====== EXTRACTED RECORDS
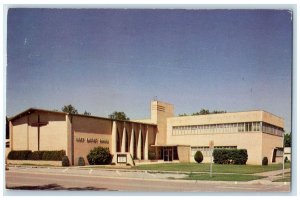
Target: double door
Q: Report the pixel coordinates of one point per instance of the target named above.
(168, 153)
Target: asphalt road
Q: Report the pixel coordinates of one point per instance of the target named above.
(100, 180)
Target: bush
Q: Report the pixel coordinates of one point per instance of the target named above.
(198, 157)
(65, 161)
(19, 155)
(265, 161)
(81, 161)
(53, 155)
(99, 156)
(151, 155)
(36, 155)
(230, 156)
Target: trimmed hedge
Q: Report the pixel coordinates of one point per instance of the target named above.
(198, 157)
(53, 155)
(19, 155)
(230, 156)
(65, 161)
(151, 155)
(265, 161)
(81, 161)
(36, 155)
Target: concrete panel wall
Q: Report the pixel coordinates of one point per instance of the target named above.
(269, 143)
(184, 153)
(160, 111)
(92, 129)
(53, 136)
(19, 134)
(250, 141)
(250, 116)
(33, 138)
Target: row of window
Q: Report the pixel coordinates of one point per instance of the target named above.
(227, 128)
(206, 151)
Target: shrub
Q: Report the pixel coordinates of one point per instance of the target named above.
(19, 155)
(198, 157)
(230, 156)
(81, 161)
(151, 155)
(65, 161)
(265, 161)
(99, 156)
(36, 155)
(53, 155)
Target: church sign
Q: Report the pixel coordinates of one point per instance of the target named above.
(92, 140)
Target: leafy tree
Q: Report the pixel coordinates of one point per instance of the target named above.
(118, 116)
(87, 113)
(287, 140)
(7, 128)
(69, 109)
(99, 156)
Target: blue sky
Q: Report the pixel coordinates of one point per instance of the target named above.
(105, 60)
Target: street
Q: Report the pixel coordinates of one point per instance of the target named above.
(72, 179)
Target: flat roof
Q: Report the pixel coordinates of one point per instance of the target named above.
(32, 110)
(230, 113)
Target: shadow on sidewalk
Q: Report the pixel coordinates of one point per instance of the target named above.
(56, 187)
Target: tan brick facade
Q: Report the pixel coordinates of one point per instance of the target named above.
(169, 137)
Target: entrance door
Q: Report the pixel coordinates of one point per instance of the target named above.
(168, 154)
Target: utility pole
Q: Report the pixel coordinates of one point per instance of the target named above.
(211, 146)
(283, 157)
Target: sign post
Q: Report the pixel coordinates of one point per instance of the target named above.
(283, 158)
(211, 146)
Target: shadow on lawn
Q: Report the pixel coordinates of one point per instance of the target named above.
(56, 187)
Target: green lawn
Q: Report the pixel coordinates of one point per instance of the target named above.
(217, 168)
(287, 178)
(222, 177)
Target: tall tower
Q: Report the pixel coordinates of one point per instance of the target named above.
(160, 111)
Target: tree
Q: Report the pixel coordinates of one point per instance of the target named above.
(7, 128)
(287, 140)
(99, 156)
(86, 113)
(69, 109)
(118, 116)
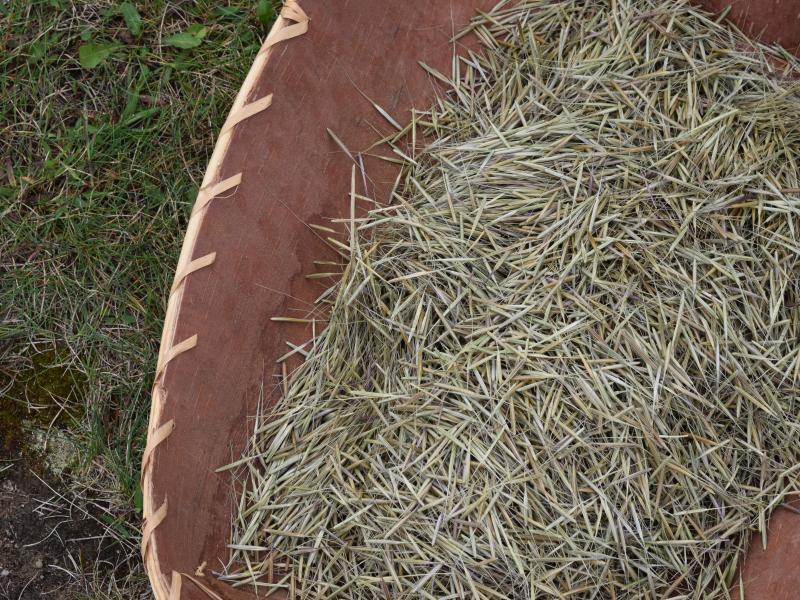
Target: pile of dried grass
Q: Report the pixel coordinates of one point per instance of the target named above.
(565, 361)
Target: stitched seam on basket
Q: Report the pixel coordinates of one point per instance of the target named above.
(150, 526)
(290, 11)
(208, 193)
(158, 436)
(175, 352)
(195, 265)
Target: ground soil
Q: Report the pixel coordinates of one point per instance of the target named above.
(40, 546)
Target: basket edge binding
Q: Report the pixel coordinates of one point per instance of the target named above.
(292, 22)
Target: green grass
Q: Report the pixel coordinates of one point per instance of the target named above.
(99, 167)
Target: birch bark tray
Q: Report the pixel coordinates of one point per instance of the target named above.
(275, 169)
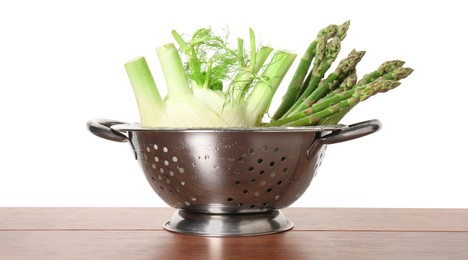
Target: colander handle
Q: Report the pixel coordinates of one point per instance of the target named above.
(349, 133)
(101, 128)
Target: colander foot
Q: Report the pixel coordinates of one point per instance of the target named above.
(224, 225)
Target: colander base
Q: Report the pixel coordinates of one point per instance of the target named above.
(224, 225)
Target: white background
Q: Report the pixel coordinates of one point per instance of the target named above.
(61, 64)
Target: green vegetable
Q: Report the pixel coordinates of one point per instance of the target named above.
(211, 84)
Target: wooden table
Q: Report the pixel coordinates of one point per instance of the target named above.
(319, 233)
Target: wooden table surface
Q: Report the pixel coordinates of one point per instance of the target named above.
(319, 233)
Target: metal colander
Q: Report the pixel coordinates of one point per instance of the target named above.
(230, 181)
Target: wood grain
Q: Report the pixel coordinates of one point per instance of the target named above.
(320, 233)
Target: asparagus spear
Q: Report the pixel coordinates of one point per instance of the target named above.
(360, 94)
(320, 67)
(342, 70)
(299, 80)
(397, 74)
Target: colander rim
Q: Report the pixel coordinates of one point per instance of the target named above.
(129, 127)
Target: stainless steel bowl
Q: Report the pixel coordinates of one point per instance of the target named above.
(229, 181)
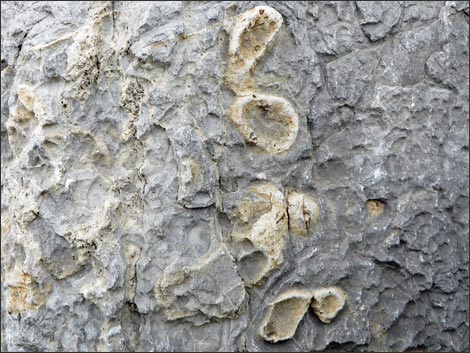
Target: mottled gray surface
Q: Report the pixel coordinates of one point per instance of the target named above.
(120, 165)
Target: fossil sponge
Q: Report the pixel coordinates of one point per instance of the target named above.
(284, 315)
============
TASK DESCRIPTION: From the first line to the last, transcribe the listing exactly; skip the pictures.

WRITTEN ANSWER:
Target: double door
Q: Report the pixel coordinates of one point per instance of the target named above.
(168, 153)
Target: asphalt road
Q: Report the pixel coordinates of one point per instance of the target named above.
(100, 180)
Target: bush
Q: Report the pixel coordinates of one point per instance of the target named above.
(198, 157)
(65, 161)
(19, 155)
(265, 161)
(81, 161)
(53, 155)
(99, 156)
(151, 155)
(36, 155)
(230, 156)
Target: trimmed hedge
Q: Report the pixel coordinates of one point per instance of the target named above.
(198, 157)
(53, 155)
(19, 155)
(230, 156)
(65, 161)
(151, 155)
(265, 161)
(81, 161)
(36, 155)
Target: concrete panel wall
Q: Report the pixel coordinates of one point per instance of the target named above.
(269, 143)
(184, 153)
(160, 111)
(92, 129)
(53, 136)
(19, 134)
(250, 141)
(250, 116)
(33, 138)
Target: row of window
Q: Report the pixel coordinates of one point per instance of the target named above.
(227, 128)
(206, 151)
Target: shrub
Q: Report the pixel coordinates of one point per instance of the target named above.
(19, 155)
(198, 157)
(230, 156)
(81, 161)
(151, 155)
(65, 161)
(265, 161)
(99, 156)
(36, 155)
(53, 155)
Target: church sign
Q: Report the pixel coordinates of one point per instance of the target named above.
(92, 140)
Target: leafy tree
Q: Report the pixel coordinates of one point per instance of the target named above.
(118, 116)
(87, 113)
(287, 140)
(7, 128)
(69, 109)
(99, 156)
Target: blue sky
Q: Report the pixel coordinates of one point per instance of the target named above.
(105, 60)
Target: street
Q: Report the pixel coordinates of one point per instance of the target named above.
(72, 179)
Target: flat roof
Q: Report the pixel coordinates of one point per instance of the target named above.
(32, 110)
(230, 113)
Target: shadow on sidewalk
Q: Report the pixel coordinates of one point per instance of the target named above.
(56, 187)
Target: tan brick facade
Q: Report the pixel coordinates of one point per instance of the target named above.
(169, 137)
Target: entrance door
Q: Report the pixel coordinates of one point per instance of the target named above.
(168, 154)
Target: utility pole
Q: Report the pixel coordinates of one point per instance of the target named above.
(211, 146)
(283, 157)
Target: sign post
Q: Report the pixel coordinates of one point per instance of the target named above.
(283, 158)
(211, 146)
Target: shadow on lawn
Q: Report the pixel coordinates of one point per instance of the target named above.
(56, 187)
Target: green lawn
Q: Report the pixel coordinates of one point per instance of the target named above.
(217, 168)
(287, 178)
(222, 177)
Target: tall tower
Q: Report the pixel coordinates of one point per instance of the target named above.
(160, 111)
Target: tree
Q: Report the pixel coordinates of one point per instance of the target named above.
(7, 128)
(287, 140)
(99, 156)
(86, 113)
(69, 109)
(118, 116)
Target: pile of dried grass
Q: Report the pixel coordinates of one point per instance of the target named above.
(565, 361)
Target: stitched seam on basket
Q: Report the pixel coordinates of one point per instance of the target named above.
(150, 526)
(290, 11)
(208, 193)
(158, 436)
(175, 352)
(195, 265)
Target: ground soil
Q: Report the pixel coordinates of one point per instance of the target named above.
(40, 546)
Target: basket edge binding
Q: Report the pixel coordinates of one point per instance of the target named above.
(292, 22)
Target: green grass
Q: Report the pixel coordinates of one point per instance of the target named above.
(99, 167)
Target: birch bark tray
Q: Report the pixel coordinates of one point per instance of the target named above.
(275, 169)
Target: colander handle
Q: Report the pixel coordinates of one point per instance of the target named above.
(349, 133)
(101, 128)
Target: colander foot
Q: Report the pixel coordinates of one point per instance of the target named above.
(224, 225)
Target: colander base
Q: Report the pixel coordinates of one point per instance of the target named above.
(224, 225)
Target: white background
Q: Report the pixel coordinates of one point per instance of the target named above.
(61, 64)
Target: green vegetable
Q: Report the pixel coordinates of one point per instance of the target named above.
(211, 84)
Target: wooden table
Q: Report the pixel coordinates of one point per instance of the target named above.
(319, 233)
Target: wooden table surface
Q: Report the pixel coordinates of one point per instance of the target named above.
(319, 233)
Target: metal colander
Q: Report the pixel coordinates of one point per instance of the target named above.
(230, 181)
Target: wood grain
Q: Report the pixel coordinates of one point per instance of the target named above.
(320, 233)
Target: asparagus spear
Q: Report the pixel coordinates of one point per instance of the target named above.
(360, 94)
(320, 67)
(342, 70)
(299, 80)
(397, 74)
Target: colander rim
Q: Report the pixel coordinates of one point per instance of the target named above.
(129, 127)
Target: stainless steel bowl
Q: Report the pixel coordinates of one point per instance of the target named above.
(229, 181)
Target: mottled gray surface
Q: Report the pixel coordinates of one point per instance of the target named above.
(120, 165)
Target: fossil sponge
Q: Report the pixel coordinates of one point per instance of the target named above.
(284, 315)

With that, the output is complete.